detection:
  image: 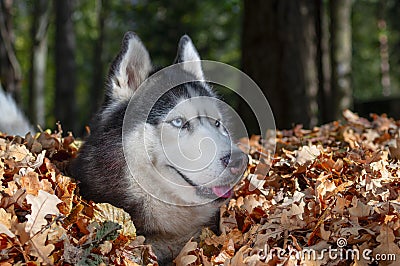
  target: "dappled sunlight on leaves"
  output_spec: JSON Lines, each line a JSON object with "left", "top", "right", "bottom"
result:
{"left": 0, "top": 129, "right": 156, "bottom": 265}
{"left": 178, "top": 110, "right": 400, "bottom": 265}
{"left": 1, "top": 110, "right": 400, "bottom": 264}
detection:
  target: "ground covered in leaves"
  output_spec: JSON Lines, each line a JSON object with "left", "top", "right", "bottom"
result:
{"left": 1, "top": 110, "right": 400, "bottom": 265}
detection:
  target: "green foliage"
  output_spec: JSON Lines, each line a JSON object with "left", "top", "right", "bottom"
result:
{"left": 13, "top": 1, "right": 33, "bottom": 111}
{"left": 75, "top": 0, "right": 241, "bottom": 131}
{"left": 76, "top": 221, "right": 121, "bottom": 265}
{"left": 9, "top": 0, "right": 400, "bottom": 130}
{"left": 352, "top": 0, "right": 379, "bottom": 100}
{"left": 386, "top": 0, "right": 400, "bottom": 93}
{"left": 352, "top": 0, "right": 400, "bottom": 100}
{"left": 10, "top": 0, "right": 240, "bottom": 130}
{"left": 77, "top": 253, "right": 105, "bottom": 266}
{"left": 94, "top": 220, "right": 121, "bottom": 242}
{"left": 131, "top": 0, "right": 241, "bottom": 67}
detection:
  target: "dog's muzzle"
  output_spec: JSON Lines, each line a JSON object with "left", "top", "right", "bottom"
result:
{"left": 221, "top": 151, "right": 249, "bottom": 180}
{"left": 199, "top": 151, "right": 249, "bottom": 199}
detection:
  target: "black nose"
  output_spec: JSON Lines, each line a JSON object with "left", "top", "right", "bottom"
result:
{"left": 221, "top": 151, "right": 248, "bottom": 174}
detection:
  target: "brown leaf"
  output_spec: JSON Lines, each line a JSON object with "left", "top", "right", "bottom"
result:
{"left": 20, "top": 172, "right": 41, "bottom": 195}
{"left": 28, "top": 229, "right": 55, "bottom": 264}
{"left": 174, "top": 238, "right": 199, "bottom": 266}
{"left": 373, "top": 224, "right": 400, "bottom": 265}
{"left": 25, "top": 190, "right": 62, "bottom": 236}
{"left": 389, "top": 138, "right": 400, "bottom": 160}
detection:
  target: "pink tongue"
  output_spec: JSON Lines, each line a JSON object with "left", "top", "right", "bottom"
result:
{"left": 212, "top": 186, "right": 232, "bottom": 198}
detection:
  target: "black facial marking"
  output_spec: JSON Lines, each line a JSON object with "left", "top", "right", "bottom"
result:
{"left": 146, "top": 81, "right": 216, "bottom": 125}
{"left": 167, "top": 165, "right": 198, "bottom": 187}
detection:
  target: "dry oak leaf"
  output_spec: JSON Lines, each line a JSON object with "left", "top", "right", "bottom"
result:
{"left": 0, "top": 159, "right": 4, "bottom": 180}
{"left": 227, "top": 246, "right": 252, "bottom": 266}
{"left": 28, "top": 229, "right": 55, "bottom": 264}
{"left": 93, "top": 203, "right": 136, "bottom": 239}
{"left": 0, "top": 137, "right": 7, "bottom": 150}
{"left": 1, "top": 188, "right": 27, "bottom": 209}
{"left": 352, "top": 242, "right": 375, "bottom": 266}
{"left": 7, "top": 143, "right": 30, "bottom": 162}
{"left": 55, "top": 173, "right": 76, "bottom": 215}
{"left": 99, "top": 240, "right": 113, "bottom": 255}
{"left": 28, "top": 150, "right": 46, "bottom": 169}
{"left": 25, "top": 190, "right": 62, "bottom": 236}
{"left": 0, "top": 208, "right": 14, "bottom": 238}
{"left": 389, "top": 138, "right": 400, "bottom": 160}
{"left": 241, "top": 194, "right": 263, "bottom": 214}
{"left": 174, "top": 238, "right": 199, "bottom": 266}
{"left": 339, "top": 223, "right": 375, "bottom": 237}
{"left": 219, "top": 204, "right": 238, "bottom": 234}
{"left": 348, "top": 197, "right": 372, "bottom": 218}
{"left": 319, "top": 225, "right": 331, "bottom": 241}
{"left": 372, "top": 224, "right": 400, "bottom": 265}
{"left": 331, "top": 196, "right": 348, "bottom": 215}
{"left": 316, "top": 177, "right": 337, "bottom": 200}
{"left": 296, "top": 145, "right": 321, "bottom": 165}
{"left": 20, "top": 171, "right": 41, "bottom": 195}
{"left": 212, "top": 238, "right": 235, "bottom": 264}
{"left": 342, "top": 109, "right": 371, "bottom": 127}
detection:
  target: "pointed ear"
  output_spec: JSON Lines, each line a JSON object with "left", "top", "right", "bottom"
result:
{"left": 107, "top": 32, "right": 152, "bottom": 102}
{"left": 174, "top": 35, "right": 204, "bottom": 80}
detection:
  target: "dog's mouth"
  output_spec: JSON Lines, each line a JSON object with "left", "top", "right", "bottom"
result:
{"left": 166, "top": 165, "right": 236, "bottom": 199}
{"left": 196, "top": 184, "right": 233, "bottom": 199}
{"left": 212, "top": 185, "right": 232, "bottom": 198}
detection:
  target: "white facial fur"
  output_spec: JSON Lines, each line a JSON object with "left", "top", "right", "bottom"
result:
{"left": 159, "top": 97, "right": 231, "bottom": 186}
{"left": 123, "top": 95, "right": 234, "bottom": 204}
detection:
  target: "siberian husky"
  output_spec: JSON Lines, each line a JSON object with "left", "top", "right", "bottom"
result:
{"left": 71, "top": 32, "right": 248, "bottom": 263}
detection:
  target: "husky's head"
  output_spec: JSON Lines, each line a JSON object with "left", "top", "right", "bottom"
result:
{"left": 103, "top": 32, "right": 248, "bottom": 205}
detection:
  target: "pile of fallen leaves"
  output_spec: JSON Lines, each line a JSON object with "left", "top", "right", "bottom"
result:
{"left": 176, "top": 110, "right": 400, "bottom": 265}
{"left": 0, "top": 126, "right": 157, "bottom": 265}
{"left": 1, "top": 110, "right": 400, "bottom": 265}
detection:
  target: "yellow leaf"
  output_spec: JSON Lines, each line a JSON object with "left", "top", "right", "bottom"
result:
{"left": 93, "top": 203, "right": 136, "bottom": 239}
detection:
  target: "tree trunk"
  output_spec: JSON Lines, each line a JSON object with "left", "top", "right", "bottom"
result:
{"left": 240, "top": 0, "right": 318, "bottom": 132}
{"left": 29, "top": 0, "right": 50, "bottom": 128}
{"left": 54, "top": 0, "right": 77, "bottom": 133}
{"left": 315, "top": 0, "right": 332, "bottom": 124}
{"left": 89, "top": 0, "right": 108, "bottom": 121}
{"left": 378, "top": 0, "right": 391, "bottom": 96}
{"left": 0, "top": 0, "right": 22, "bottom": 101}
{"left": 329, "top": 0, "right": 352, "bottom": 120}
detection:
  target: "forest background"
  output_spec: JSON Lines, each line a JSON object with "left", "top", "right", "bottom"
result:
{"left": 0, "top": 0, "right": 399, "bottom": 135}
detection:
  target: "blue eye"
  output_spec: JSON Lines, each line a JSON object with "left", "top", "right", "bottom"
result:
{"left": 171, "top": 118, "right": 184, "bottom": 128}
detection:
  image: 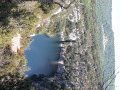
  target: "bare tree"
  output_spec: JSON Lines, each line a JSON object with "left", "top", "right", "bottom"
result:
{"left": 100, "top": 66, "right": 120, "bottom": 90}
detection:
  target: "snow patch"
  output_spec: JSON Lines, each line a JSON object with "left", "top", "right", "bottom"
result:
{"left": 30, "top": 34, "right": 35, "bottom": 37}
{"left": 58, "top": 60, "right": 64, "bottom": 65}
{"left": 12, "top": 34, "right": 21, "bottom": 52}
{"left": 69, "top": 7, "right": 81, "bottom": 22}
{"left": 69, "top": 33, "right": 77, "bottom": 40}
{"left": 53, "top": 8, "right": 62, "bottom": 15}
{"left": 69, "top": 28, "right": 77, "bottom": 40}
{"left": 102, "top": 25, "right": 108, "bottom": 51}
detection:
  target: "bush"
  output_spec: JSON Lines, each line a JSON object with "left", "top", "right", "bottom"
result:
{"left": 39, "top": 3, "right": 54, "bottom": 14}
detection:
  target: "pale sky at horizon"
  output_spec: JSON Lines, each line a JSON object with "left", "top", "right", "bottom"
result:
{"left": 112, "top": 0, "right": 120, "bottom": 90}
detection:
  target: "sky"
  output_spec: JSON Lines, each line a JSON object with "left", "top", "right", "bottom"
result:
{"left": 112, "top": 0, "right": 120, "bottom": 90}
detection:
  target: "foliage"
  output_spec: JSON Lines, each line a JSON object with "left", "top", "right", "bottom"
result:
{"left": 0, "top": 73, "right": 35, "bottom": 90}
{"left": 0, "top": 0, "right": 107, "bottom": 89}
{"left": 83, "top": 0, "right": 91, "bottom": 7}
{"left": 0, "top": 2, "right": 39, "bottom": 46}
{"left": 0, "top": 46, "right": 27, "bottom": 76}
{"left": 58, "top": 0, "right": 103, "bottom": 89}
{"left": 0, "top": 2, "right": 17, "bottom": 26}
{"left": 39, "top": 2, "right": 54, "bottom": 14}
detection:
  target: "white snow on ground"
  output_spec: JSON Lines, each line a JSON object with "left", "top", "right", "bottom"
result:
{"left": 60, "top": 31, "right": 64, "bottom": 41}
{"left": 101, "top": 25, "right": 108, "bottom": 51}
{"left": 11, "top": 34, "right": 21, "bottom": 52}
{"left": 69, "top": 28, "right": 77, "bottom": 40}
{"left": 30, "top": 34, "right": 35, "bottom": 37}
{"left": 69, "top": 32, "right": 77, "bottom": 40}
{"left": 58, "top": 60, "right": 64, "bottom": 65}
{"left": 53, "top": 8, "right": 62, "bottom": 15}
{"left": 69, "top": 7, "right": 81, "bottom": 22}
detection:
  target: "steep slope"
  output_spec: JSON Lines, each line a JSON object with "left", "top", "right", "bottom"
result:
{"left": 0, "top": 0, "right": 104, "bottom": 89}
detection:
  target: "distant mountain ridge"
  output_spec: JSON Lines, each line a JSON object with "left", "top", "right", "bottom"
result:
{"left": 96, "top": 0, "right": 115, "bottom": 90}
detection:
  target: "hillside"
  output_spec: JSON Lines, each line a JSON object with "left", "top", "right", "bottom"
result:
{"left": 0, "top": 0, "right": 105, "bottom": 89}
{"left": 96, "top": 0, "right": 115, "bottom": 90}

*Problem*
How many lines in the records above contain the string "black"? State the number and nothing more.

*Solved problem*
2